> EXERCISE TASKS
a. In the passage on Obama's 2008 campaign, copy word for word the part from "But before you" up to and including "And he's black.".
b. List the groups that the passage on Obama's 2008 campaign says never counted on the passion of ordinary Americans.
c. Continue the passage on Obama's 2008 campaign from where it stops.

> TEXT EXCERPT
— START —
But before you give up hope, consider this: the odds were against Barack Obama too. The so-called smart money said Hillary Clinton would be the Democratic nominee in 2008. She was the insider and had all the party power brokers behind her. She'd get this state's primary included and that state's caucus discounted, and even if she couldn't - no matter how we voted - she'd still get the "all-important super-delegates." Oh, and did I mention his middle name? And he's black.
What the so-called smart money and the pundits and the insiders never counted on was the passion of ordinary Americans willing to donate their money and time to deliver an electoral mandate. They forgot about us, just like they're doing now.
But President Obama didn't, and isn't. He's planning his own campaign over the next month, and it's all about us. He's asking us to organize, phone bank, donate, and do all the same things we did to help him climb Mont Ventoux in the primaries and in November.
— END —
> EXTRACTED MATERIAL
— START —
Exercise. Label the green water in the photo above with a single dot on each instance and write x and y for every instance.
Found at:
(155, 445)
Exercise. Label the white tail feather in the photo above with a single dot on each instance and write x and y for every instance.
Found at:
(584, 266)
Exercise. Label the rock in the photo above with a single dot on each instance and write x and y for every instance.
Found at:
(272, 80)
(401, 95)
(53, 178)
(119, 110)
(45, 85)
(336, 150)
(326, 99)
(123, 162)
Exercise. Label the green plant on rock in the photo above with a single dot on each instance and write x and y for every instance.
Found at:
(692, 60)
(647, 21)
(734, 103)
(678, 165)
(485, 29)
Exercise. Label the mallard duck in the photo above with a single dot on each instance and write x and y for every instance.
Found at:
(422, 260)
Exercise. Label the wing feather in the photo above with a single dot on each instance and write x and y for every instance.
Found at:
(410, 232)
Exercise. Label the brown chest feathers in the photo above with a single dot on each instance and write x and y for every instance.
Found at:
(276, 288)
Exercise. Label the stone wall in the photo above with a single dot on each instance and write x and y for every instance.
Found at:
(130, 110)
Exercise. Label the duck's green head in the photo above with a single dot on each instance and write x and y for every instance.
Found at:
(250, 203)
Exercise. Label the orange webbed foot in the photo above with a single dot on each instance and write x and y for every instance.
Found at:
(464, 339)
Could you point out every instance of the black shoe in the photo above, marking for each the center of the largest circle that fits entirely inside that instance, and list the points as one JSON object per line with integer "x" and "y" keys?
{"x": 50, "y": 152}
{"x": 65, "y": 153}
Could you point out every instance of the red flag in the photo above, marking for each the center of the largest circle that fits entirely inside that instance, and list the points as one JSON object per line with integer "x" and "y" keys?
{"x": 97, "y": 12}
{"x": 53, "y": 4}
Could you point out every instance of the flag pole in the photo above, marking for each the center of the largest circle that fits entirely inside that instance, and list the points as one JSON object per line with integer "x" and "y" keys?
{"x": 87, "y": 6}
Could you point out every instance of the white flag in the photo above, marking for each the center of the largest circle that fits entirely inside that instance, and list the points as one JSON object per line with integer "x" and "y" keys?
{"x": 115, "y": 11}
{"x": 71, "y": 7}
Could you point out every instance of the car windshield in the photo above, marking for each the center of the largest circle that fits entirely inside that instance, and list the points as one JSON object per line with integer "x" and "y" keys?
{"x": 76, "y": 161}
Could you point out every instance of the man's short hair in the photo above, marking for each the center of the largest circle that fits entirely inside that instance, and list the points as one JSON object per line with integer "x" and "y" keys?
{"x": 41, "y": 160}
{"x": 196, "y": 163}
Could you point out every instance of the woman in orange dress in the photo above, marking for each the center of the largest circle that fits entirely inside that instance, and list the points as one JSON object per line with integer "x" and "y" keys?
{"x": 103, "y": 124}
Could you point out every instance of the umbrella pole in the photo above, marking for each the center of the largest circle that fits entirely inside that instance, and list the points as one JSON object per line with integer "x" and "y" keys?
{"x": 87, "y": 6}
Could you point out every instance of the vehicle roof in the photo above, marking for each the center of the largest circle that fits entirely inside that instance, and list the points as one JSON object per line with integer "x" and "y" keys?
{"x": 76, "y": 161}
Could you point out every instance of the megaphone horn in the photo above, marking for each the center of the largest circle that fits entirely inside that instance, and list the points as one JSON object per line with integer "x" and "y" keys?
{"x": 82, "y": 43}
— END —
> ANSWERS TO THE TASKS
a.
But before you give up hope, consider this: the odds were against Barack Obama too. The so-called smart money said Hillary Clinton would be the Democratic nominee in 2008. She was the insider and had all the party power brokers behind her. She'd get this state's primary included and that state's caucus discounted, and even if she couldn't - no matter how we voted - she'd still get the "all-important super-delegates." Oh, and did I mention his middle name? And he's black.

b. the so-called smart money, the pundits, the insiders

c.
In the jargon of cycling, we're President Obama's domestiques. We're the unsung work horses who carry the water bottles up from the team car, pace our leader back to the head the peloton after a problem, then get out in front and ride into the wind so he can draft in our slipstream until it's time for him to claim "his" victory. The domestiques rarely get to stand on the podium, but no winner gets there without their hard work and sacrifice.
We're heading toward Mont Ventoux on health care, and our team leader needs our help. He's asking for a one-month sprint on health care.
So please take two minutes and listen to the video below. Don't watch it. Just click the play button, close your eyes, and listen. The odds are against us. But we've beaten the odds before.
UPDATE: I found Versus TV's own posting of this ad on YouTube, with working embed code. If you haven't listened yet, please do. It is simply one of the most inspirational two-minute recitations I've ever heard.
Note: A transcript of the video is in the tip jar.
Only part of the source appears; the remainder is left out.